# CONSIGNES DE TRAVAIL
A. D'après l'extrait sur l'enseignement de l'éloquence, en quoi consiste le paradoxe relevé par l'IGESR ? Répondez en une à trois phrases.
B. Poursuivez l'extrait sur l'enseignement de l'éloquence à partir de sa dernière phrase.

# EXTRAIT DU TEXTE
----------

Paru dans Scolaire le lundi 11 avril 2022.

“Le paradoxe de l’enseignement de l’éloquence aujourd’hui consiste sans doute dans le fait qu’il existe souvent de façon très autonome vis-à-vis des autres enseignements, là où, dans l’organisation et la pensée de l’éducation à l’œuvre du XVIe au XIXe siècle, il constituait le couronnement d’apprentissages progressifs et cumulatifs concernant tous les savoirs“ indique l'IGESR dans un rapport de mars 2021 consacré à l'expérimentation d'un enseignement de l'éloquence en 3ème et dont ToutEduc n'avait jusqu'alors pas fait mention.

Les inspecteurs généraux expliquent en effet que “l’éloquence tend aujourd’hui parfois à se présenter comme une technique, un savoir-faire fondé sur des procédés empruntés ponctuellement à la tradition rhétorique et qui font l’économie de ce qu’impliquaient ces procédés dans les civilisations qui les avaient élaborés".

----------

# DOCUMENTS FOURNIS

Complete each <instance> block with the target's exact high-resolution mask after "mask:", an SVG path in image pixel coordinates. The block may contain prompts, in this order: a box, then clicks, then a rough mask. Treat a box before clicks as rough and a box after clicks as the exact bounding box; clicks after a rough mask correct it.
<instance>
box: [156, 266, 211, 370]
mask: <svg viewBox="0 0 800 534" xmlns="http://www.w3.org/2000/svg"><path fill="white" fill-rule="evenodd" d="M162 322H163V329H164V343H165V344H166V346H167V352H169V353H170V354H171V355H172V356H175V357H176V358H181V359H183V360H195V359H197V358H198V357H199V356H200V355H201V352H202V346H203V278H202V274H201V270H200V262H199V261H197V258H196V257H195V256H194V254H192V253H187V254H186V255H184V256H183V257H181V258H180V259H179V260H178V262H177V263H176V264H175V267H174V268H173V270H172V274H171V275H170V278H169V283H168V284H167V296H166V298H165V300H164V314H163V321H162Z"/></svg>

----------

# CORRIGÉ DE L'EXERCICE
A. Aujourd'hui, l'enseignement de l'éloquence existe souvent de façon très autonome par rapport aux autres enseignements. Du XVIe au XIXe siècle, au contraire, il constituait le couronnement d'apprentissages progressifs et cumulatifs concernant tous les savoirs. Les inspecteurs généraux précisent que l'éloquence tend désormais à se présenter comme une technique fondée sur des procédés empruntés ponctuellement à la tradition rhétorique, sans ce que ces procédés impliquaient dans les civilisations qui les avaient élaborés.

B.
Autre écueil soulevé par la mission d'inspection, l'engagement de l'encadrement. “Selon l’implication des recteurs, des DASEN, des secrétaires généraux d’académie, selon aussi l’engagement des chefs d’établissement, explique-t-elle, la mise en œuvre de l’expérimentation a semblé très inégale.“ Par exemple, “une académie comme celle d’Orléans-Tours a pu, en raison de la volonté affirmée de la rectrice, fortement s’engager dans l’expérimentation“, alors que “d’autres territoires se sont heurtés à une plus forte indifférence des autorités et politiques académiques dont les priorités très marquées ne pouvaient plus s’ouvrir à cette expérimentation, quelle qu’ait pu être l’énergie déployée par les référents académiques de l’expérimentation.“

Malgré tout, dans un contexte “troublé“ par la pandémie, il s'avère que “l’expérimentation a été reçue avec un enthousiasme tout à fait remarquable par l’ensemble de la communauté éducative et a suscité une adhésion extrêmement forte“, et que de la même manière “les équipes enseignantes y ont vu un levier efficace pour mettre en place un travail souvent heureux, a fortiori quand l’ensemble des classes de troisième de l’établissement prenaient part à l’expérimentation.“

Est ainsi expliqué qu'au collège, l'oral est depuis plusieurs années “régulièrement mentionné“ dans les programmes et apparaît “à de nombreuses reprises“ dans ceux de français. Pour autant, il n’est pas sûr qu'il fasse “véritablement l’objet d’un enseignement en tant que tel“, écrivent les inspecteurs généraux pour qui “c’est bien plutôt comme le moyen d’assurer d’autres enseignements qu’il est mobilisé dans les classes“.

Ils évoquent d'ailleurs “une sorte de paradoxe qui fait qu’à la mesure même de son importance, sa consistance propre diminue". Et ce qui “n’apparaît pas directement dans les programmes, c’est le fait de considérer la parole comme impliquant une culture spécifique, ou au moins des modalités linguistiques spécifiques".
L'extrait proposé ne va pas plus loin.